*Passage*:
++++
16.2 Evaluating the Democracy-Inequality Model

We now turn to consider how well our model of democracy and inequality from chapters 8 and 10 fares when put to these four tests.

16.2.1 Check Assumptions of Conditional Independence

Our model presupposes that \(P\) and \(I\) are independent and that \(P\) and \(M\) are independent. Note that the model is consistent with the possibility that, conditional on \(D\), there is a correlation between \(M\) and \(P\) or between \(I\) and \(P\), as \(D\) acts as a collider for these pairs of nodes.

To test these assumptions, we in fact need to depart from the dataset drawn from Haggard, Kaufman, and Teo (2012) because these authors only examined cases in which \(D=1\), those that democratized. Thus, we cannot use these data to assess the relationships not conditional on \(D\) or conditional on \(D=0\). We generate observations on all four nodes for a broader set of cases by pulling together measures from multiple sources, with the aim of modeling democratization that occurred between 1990 and 2000.103 We describe this data in more detail in Appendix.
++++
*Data*:

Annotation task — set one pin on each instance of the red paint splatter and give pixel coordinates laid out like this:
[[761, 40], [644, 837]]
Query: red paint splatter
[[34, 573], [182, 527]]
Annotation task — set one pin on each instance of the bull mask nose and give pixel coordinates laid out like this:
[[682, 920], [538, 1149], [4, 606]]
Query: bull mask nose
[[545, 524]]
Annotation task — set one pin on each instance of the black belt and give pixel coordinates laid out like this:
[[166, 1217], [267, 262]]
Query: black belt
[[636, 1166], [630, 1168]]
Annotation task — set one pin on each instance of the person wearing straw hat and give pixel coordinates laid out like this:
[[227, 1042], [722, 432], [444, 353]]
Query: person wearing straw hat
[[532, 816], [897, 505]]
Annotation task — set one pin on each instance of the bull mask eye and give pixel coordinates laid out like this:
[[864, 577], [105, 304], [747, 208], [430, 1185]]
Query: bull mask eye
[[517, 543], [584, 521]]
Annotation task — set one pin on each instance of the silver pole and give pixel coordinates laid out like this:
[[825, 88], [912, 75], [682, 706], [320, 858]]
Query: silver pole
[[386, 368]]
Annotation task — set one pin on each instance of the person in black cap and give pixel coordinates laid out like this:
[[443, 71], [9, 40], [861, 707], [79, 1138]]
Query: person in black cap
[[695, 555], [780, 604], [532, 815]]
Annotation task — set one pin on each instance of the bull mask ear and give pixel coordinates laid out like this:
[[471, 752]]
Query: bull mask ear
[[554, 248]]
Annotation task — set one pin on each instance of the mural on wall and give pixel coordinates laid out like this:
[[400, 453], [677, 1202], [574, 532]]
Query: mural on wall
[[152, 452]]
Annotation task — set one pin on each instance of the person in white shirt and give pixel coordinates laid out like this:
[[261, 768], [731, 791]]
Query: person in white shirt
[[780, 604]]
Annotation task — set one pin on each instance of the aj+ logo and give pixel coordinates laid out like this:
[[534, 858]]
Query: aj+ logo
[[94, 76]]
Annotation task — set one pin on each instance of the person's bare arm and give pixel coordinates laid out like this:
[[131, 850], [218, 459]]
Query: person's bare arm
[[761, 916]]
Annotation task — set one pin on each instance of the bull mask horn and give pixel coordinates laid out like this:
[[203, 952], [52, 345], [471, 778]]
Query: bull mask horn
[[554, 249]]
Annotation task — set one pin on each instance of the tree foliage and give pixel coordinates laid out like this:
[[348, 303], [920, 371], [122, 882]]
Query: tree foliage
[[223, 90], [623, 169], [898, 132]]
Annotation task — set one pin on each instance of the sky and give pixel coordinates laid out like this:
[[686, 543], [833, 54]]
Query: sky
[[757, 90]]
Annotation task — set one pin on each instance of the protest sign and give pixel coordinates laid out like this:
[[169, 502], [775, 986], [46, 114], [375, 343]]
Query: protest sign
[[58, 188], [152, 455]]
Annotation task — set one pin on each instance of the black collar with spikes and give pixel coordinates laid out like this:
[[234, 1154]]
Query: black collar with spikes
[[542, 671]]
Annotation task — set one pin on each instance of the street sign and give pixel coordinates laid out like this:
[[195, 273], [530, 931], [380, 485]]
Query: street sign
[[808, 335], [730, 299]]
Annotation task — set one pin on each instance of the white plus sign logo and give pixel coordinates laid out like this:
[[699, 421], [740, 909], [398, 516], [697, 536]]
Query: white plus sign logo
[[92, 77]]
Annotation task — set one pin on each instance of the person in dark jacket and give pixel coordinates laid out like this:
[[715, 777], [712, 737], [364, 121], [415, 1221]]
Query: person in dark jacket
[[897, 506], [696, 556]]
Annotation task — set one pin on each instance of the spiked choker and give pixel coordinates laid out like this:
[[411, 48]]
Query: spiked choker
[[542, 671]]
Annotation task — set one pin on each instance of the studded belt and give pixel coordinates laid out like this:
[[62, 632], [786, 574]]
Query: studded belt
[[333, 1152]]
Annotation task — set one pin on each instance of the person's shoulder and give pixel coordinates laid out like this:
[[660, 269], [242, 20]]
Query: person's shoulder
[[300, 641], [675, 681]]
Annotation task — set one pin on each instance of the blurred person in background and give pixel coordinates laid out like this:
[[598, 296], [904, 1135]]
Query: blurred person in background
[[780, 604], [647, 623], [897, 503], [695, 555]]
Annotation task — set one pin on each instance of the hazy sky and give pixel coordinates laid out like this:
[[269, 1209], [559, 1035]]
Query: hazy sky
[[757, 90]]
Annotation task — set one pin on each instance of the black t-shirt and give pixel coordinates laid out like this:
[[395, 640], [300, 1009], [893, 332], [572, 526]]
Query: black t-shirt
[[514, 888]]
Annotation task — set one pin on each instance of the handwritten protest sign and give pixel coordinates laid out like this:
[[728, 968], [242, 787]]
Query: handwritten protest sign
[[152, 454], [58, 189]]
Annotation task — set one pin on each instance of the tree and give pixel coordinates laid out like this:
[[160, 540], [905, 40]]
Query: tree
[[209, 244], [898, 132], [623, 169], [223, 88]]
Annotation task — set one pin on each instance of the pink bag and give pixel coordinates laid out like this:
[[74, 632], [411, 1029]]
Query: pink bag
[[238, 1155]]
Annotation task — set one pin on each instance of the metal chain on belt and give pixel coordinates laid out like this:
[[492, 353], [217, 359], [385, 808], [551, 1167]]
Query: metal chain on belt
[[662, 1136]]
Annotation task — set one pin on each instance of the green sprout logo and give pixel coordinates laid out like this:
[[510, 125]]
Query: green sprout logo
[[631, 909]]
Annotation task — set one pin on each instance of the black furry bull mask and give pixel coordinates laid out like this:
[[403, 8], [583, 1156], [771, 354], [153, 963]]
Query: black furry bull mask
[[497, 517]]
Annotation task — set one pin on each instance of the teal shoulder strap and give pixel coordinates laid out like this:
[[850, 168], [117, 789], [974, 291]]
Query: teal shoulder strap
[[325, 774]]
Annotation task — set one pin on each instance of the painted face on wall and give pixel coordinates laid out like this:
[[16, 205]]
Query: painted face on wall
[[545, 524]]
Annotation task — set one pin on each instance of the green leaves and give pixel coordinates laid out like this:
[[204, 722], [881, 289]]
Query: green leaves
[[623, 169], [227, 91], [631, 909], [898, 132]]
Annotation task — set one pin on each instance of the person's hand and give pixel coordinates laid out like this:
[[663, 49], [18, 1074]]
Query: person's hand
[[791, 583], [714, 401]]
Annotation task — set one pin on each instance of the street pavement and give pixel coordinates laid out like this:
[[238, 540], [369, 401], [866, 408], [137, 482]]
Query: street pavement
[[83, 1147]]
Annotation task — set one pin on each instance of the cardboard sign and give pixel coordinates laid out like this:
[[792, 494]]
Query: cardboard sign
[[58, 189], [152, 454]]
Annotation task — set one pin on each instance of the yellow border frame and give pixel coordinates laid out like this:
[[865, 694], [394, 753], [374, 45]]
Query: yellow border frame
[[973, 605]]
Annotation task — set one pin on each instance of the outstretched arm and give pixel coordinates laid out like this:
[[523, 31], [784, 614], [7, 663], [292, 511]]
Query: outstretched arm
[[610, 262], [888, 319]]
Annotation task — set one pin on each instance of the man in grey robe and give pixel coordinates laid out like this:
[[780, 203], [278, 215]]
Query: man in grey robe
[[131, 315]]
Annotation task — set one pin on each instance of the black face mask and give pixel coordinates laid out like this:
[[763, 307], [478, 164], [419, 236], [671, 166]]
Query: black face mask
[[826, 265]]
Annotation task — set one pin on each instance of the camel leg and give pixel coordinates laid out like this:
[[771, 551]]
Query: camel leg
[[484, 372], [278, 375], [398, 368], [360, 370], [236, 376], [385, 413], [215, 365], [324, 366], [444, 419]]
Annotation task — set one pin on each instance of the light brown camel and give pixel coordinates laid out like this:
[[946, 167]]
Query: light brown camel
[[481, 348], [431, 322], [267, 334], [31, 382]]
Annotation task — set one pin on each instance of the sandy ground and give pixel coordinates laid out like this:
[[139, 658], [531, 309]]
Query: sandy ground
++++
*Required work*:
1. Answer these about the passage on the democracy-inequality model:
(a) Which chapters does the model come from?
(b) Which two pairs of nodes does the model assume are independent?
(c) Democratization over what span of years is being modeled?
2. Update the passage on the democracy-inequality model from the words "Our model presupposes" through "detail in Appendix.", putting "data set" in place of "dataset".
The items have nothing to do with this.

*Solution list*:
1.
(a) Chapters 8 and 10.
(b) \(P\) and \(I\), and \(P\) and \(M\).
(c) Between 1990 and 2000.

2.
Our model presupposes that \(P\) and \(I\) are independent and that \(P\) and \(M\) are independent. Note that the model is consistent with the possibility that, conditional on \(D\), there is a correlation between \(M\) and \(P\) or between \(I\) and \(P\), as \(D\) acts as a collider for these pairs of nodes.

To test these assumptions, we in fact need to depart from the data set drawn from Haggard, Kaufman, and Teo (2012) because these authors only examined cases in which \(D=1\), those that democratized. Thus, we cannot use these data to assess the relationships not conditional on \(D\) or conditional on \(D=0\). We generate observations on all four nodes for a broader set of cases by pulling together measures from multiple sources, with the aim of modeling democratization that occurred between 1990 and 2000.103 We describe this data in more detail in Appendix.